_ページ抜粋:_

'''

こう聞くとハードルの高いことのように思えるかもしれませんが、こうすることの意味はとても大きいです。
戦乱、混乱が続いて社会が不安定化して価値観が揺れ動いているような世の中だと、前頭前野の司る活用をしないと生き残ることすら難しくなることもあります。
もちろん、ここまで極端な状況を選択しなくても良いのですが、未知の状況、予測不可能な事態に対処するには、それまで蓄積してきた知識や常識、あるいは社会的信用やポジションだけでは不十分になります。
新たな情報の収集と科学的思考、客観的思考が欠かせません。
その中で上手く乗り切ることができれば、新しい事業を起こして成功を収めたりするなど大きく飛躍するチャンスをつかむことができるかもしれません。
反対に安定した社会ではシステムの維持が大きな目標になるので対照的に新たな科学的思考や客観的思考の重要性は下がっていきます。
個々の人生も安定化を指向します。
例えば大富豪が一夜にして全ての財産を失ったり、経済的に厳しい環境で育った人が大逆転で富裕層にのぼりつめたりするような大胆な階層移動も少なくなります。
自らが強く望まない限り、いわゆる決められたレールの上を進んでいくような人生の価値が高くなるので、それを選ぶ人が多くなるのです。
社会がこのように安定していくと自分の所属する集団ルールが社会全体のルールである、というような錯覚を起こすようになります。

'''

_データセット項目:_
'''

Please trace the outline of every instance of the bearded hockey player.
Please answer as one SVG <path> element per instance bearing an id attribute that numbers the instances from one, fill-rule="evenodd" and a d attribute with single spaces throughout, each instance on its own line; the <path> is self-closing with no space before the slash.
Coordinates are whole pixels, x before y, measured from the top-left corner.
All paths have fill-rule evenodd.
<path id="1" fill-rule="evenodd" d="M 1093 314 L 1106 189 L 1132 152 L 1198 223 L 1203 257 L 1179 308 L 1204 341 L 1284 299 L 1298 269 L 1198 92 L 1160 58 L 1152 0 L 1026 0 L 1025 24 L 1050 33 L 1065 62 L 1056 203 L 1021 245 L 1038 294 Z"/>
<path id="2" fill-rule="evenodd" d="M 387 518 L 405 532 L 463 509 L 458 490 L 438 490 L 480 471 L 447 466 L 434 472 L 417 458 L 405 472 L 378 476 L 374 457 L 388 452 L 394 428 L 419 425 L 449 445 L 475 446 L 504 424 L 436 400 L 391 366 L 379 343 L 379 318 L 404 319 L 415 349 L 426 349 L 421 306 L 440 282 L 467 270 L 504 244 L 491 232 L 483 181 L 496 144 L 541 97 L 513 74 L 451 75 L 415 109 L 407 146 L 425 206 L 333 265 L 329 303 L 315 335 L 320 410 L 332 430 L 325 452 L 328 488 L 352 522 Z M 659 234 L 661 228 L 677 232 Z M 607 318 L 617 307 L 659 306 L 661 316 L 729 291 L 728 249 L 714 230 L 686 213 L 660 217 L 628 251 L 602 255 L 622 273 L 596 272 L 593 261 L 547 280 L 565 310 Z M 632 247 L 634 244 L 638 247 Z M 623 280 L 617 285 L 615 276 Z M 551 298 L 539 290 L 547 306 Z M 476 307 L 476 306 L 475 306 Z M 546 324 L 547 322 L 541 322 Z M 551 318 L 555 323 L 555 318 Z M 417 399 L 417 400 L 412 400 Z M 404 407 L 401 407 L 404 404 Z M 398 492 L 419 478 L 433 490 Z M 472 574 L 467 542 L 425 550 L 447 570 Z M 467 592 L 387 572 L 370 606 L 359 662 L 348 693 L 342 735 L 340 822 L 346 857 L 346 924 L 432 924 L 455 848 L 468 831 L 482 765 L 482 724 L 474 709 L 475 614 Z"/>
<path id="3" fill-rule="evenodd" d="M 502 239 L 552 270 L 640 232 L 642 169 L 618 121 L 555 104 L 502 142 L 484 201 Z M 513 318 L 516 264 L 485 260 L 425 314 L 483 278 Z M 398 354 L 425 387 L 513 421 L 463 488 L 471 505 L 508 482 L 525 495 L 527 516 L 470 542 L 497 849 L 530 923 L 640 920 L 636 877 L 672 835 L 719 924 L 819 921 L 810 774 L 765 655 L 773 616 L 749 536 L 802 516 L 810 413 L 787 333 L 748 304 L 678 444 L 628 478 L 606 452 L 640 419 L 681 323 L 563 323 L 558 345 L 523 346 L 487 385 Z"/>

'''

_演習課題 1:_
社会の安定と思考についての文章をもとに、次の問いに答えてください。
(a) 未知の状況や予測不可能な事態に対処するうえで、欠かせないとされているものは何か。
(b) 安定した社会で大きな目標になるのは何か。
(c) 社会が安定していくと、人はどのような錯覚を起こすようになるか。
_演習課題 2:_
社会の安定と思考についての文章の「戦乱、混乱が続いて社会が不安」から「ンだけでは不十分になります。」までを、「未知の状況」を「想定外の状況」に置き換えて書き直してください。
_演習課題 3:_
社会の安定と思考についての文章を、最後の文の後から書き継いでください。

_課題の出力 1:_
(a) 新たな情報の収集と科学的思考、客観的思考
(b) システムの維持
(c) 自分の所属する集団ルールが社会全体のルールである、という錯覚

_課題の出力 2:_
戦乱、混乱が続いて社会が不安定化して価値観が揺れ動いているような世の中だと、前頭前野の司る活用をしないと生き残ることすら難しくなることもあります。
もちろん、ここまで極端な状況を選択しなくても良いのですが、想定外の状況、予測不可能な事態に対処するには、それまで蓄積してきた知識や常識、あるいは社会的信用やポジションだけでは不十分になります。

_課題の出力 3:_
違うルールもある、ということが理解しにくくなっていくのです。
経済的に恵まれた環境で育ち学力の比較的高い人は、同じような水準の人たちが集まる学校に幼いころから入って、エリート的なキャリアを形成していきます。
一方で金銭的な事情で進学をあきらめたり中学や高校を卒業してすぐに働かないといけなかったりする環境で育った人も少なくありません。
そして、彼らはお互いに高卒は使えない、大学なんて遊び場でしかない、東大卒エリート官僚が日本をむしばんでいる、底辺と関わりたくない、などと罵り合う事態を招いています。
これは、自分とは違う、経験したことのあるルールと異なるルールを持つ集団に対して理解や共感がしにくくなることによる、ある種の混乱と見ることもできます。
では、異なる人たちともお互いのルールに寛容に接し共感し合えるようにすることはできるのでしょうか。
社会の秩序を乱し現在の社会を一度全て壊してゼロから仕組みを再構築するというのは非現実的です。
古くから取られている方法があります。
それは祝祭です。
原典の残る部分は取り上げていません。